RECORDS FOR PROCESSING:
====

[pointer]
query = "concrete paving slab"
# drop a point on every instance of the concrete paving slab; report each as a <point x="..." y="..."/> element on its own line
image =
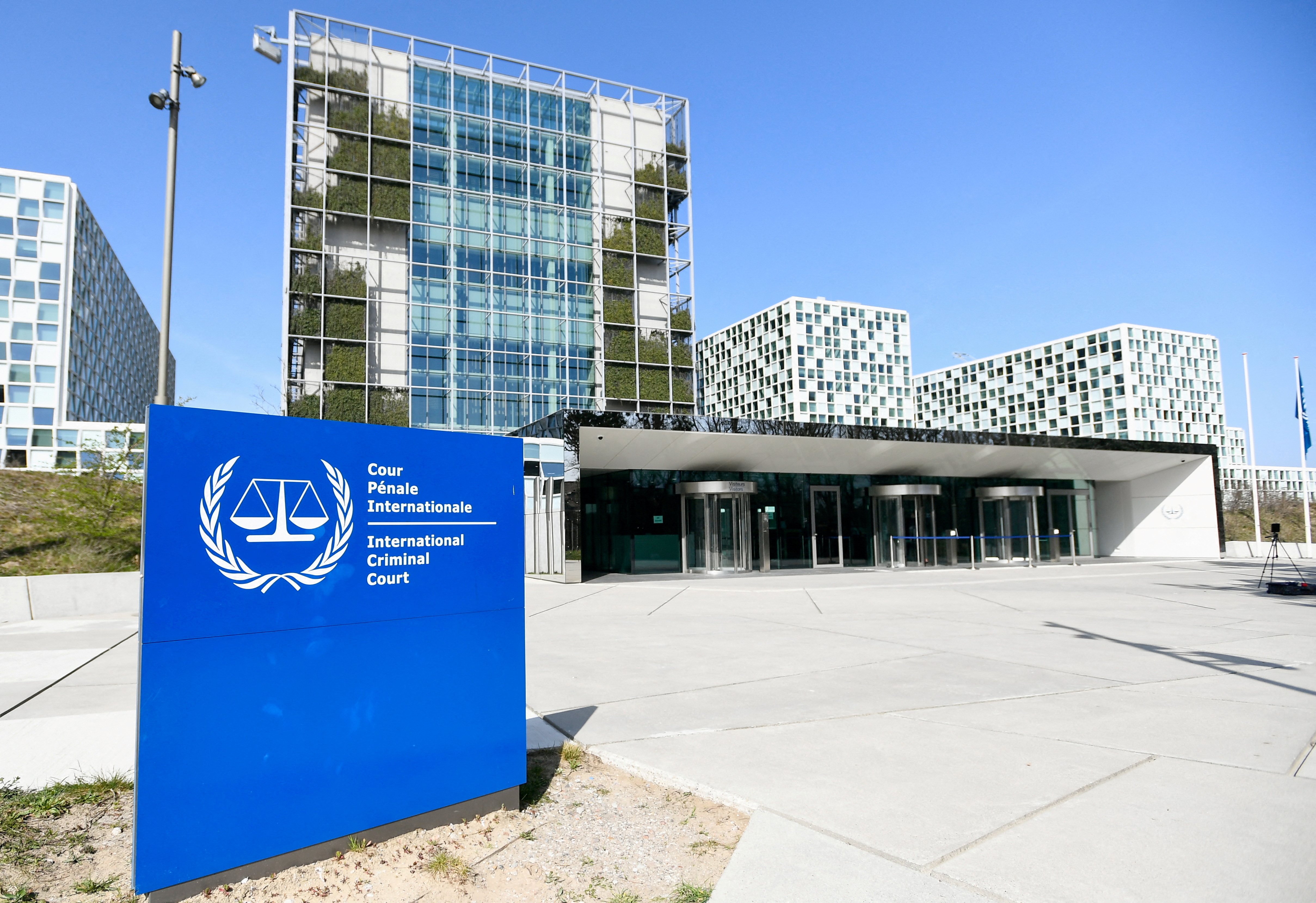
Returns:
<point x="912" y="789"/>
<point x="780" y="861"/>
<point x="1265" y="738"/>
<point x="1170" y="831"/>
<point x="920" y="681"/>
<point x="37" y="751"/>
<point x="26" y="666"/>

====

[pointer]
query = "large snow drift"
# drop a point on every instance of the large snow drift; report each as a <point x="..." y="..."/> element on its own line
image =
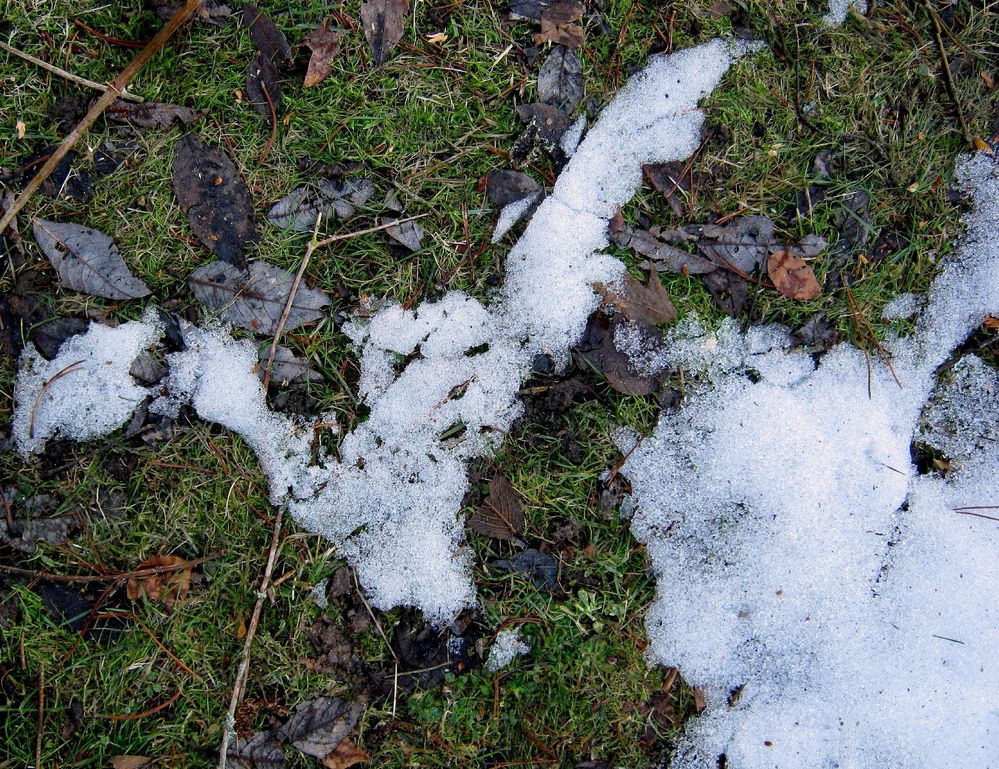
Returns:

====

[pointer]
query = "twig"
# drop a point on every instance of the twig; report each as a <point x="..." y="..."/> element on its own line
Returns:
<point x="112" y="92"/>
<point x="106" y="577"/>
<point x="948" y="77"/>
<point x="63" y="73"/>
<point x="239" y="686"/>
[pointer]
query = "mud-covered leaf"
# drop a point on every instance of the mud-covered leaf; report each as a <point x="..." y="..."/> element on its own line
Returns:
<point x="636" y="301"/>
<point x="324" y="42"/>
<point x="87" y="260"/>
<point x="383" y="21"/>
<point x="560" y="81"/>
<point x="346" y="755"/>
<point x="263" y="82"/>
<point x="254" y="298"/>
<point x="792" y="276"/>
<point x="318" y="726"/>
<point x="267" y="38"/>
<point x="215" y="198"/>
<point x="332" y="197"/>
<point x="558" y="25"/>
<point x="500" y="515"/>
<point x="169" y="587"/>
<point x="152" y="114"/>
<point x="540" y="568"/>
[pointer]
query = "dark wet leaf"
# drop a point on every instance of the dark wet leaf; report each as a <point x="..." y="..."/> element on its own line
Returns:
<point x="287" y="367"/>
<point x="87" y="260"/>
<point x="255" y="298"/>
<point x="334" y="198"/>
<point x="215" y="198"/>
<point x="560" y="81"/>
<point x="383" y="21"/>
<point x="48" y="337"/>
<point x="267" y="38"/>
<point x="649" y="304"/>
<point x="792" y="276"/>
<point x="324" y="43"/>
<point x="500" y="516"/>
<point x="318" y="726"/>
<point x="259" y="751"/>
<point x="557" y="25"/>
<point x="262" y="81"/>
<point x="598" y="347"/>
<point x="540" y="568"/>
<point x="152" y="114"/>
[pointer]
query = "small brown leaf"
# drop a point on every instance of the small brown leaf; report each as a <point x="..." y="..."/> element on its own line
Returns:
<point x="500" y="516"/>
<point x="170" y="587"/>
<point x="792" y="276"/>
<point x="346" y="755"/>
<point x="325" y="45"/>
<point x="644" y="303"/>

====

WHAT THIS TASK INVOLVES: Reply with only the number of lines in the entries that hold the word "query".

OUTPUT: 6